EXERCISES TO COMPLETE:
• a. In the text on Jeongseon Alpine Centre, who won the downhill held on February 6?
• b. Continue the text on Jeongseon Alpine Centre, beginning after its final sentence.

Skiing area in South Korea

Jeongseon Alpine Centre was an alpine skiing area in South Korea. It was located on the slopes of the mountain of Gariwangsan, in Bukpyeong-myeon in the county of Jeongseon.

==Overview==
Jeongseon was a venue for the Pyeongchang Winter Olympics, hosting the alpine speed events of Downhill, Super-G, and Combined. It accommodated 6,000 spectators. The technical events of slalom and giant slalom were scheduled for Yongpyong Resort in the county of Pyeongchang.

The capacity of the venue was 6,500 (3,600 Seats / 2,900 Standing).

The men's downhill started at an elevation of 1370 m, with a course length of 2.857 km, to a finish area at 545 m. The vertical drop of 825 m surpassed the minimum drop of 800 m required by the International Ski Federation (FIS). The women's downhill had a length of 2.388 km and a vertical drop of 748 m. In the initial plan, the men's course was projected to start at another Jung-bong (peak) area, an elevation of 1430 m, but was integrated with the women's course starting at lower Ha-bong area, with some environmental criticism and protests.

The venue Gariwang mountain is one of the most remote areas in South Korea.

The centre officially opened in 2016 on January 22, two weeks prior to its first events, men's World Cup speed events. The downhill on February 6 was won by Kjetil Jansrud of Norway with a time of 1:41.38, and the super-G the next day was won by Carlo Janka of Switzerland.

RECORDS:
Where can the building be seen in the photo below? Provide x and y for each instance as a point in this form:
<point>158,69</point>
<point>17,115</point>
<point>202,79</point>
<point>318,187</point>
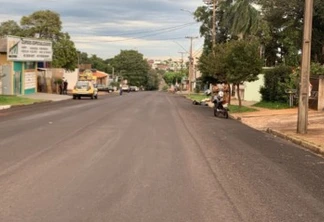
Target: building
<point>19,59</point>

EXPECTED RESULTS:
• a. Kjetil Jansrud of Norway won it, with a time of 1:41.38.

• b.
The women tested the Olympic venue in 2017 with two World Cup speed events in early March. Both races had the same podium finishers with Sofia Goggia of Italy in first, Lindsey Vonn of the United States in second, and Ilka Štuhec of Slovenia in third.

==Ecological Issues==

Environmental groups raised concerns surrounding the deforestation from the slopes of Gariwang mountain to build the Jeongseon Alpine Centre. Officials claimed it is necessary as it is the only slope that could accommodate Olympic requirements and the forest was to be restored after the games were done. Environmental groups were skeptical as the forest includes old growth of ancient and rare species.

A nearby stream was diverted into a reservoir at the base of the ski runs. The reservoir supplied water used to create artificial snow for the ski runs.

==Post-olympics==

Jeongseon Alpine Centre was closed and facilities were partially dismantled.

The cable cars were reopened to the public in January 2023 for a two-year run, after which time complete dismantlement of facilities and restoration of the mountain is planned.